Задания:
1) Кто, согласно хронике литературных вечеров, открыл вечер Валерии Нарбиковой вступительными словами?
2) Продолжите хронику литературных вечеров, начав сразу после её последнего предложения.

Фрагмент текста:

-*-

23.02. Чистый понедельник

    Вечер прозаика Валерии Нарбиковой открыли вступительными словами куратор салона Марина Тарасова и филолог Андрей Ранчин, остановившиеся на стилистическом своеобразии нарбиковской прозы, ее глубокой поэтичности: по словам Ранчина, "эта проза напоминает поэзию, потому что в ней значимыми оказываются даже грамматические категории... Все в языке становится героем текста". Звучали короткие тексты, в незначительной части вошедшие в прошлогоднюю книжечку "Время в пути", а в большинстве своем не опубликованные (в том числе из цикла "Девочка показывает"); проза Нарбиковой становится все более импрессионистичной, музыкальной, с ослабленной нарративностью; впрочем, на прямой вопрос Нарбикова ответила, что рассчитывает в дальнейшем вернуться к более объемной и более повествовательной форме. С репликами, высоко оценивающими творчество Нарбиковой, выступили Павел Грушко, Александр Глезер и другие.



23.02. Библио-Глобус

    Вечер поэта и прозаика Сергея Мэо предварили краткими выступлениями Дмитрий Кузьмин и Елена Трофимова, говорившие о любопытном влиянии рок-культуры на литературу, как оно проявляется у Мэо. Мэо прочитал небольшой рассказ и две поэмы, одна из которых - "Муза на привале" - оказалась непосредственно связана с датой мероприятия, а также показал небольшой бук-артовский проект, показав себя тем самым и в качестве художника-графика (в соответствии с общей важностью для Мэо фольклора и детской литературы как интертекста и источника вдохновения книга состояла из двустиший, в которых загадка зарифмована с отгадкой: "Для кого работает аптека? - Для человека."). В соседнем помещении одновременно выступал с воспоминаниями генерал КГБ Иван Вертелко.



23.02. Образ и мысль

    Светлана Максимова открыла свой вечер обещанием не читать прозу, дабы "не омрачать праздник" (пояснив, что под праздником имеет в виду первый день Масленицы). Стихи читались в хронологическом порядке, а потому можно было наблюдать, как лирика позднесоветского образца (Максимова училась в Литературном институте у Евгения Винокурова) из книги "Вольному воля" (1988) прорастает элементами мистики и метафизики в духе плохо переваренного Серебряного века, вышедшими на первый план в книге "Рожденные сфинксами" (1994, подзаголовок "Театр поэтических мистерий").

-*-

Имеющиеся данные:
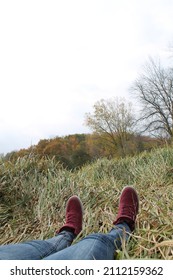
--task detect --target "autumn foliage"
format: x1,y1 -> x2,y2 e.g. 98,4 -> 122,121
5,133 -> 160,170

-*-

Ответы:
1) Куратор салона Марина Тарасова и филолог Андрей Ранчин.

2)
24.02. Авторник

    Цикл "Редкий гость": вечер поэта Веры Павловой. Читались стихи из книги "Небесное животное", а затем стихотворения последнего времени, разделенные небольшим циклом прозаических миниатюр "Сурдоперевод"; прозвучал также представленный в виде текста (и опубликованный в журнале "ОМ" в качестве рецензии на книгу) список слов, выловленных в тексте книги компьютерной программой проверки орфографии, состоящий примерно в равной пропорции из имен великих деятелей искусства и инвективной или сленговой лексики, связанной с сексуальной сферой. Сексуальность продолжает оставаться в центре павловской поэзии, так же органично сочетаясь с мотивами творчества, как верлибрическая миниатюра, вплоть до моностиха, уживается у нее со столь же малоформатными, но метрическими (и даже, можно сказать, акцентированными на метрической стороне) стихами. Культурологически творчество Павловой чрезвычайно любопытно в том плане, что, полностью соответствуя феминистским представлениям об активности и открытости женского самовыражения, Павлова решительно отказывается от ревизии традиционных представлений о женской доле. От обсуждения своих сочинений по окончании вечера Павлова предпочла осторожно уклониться.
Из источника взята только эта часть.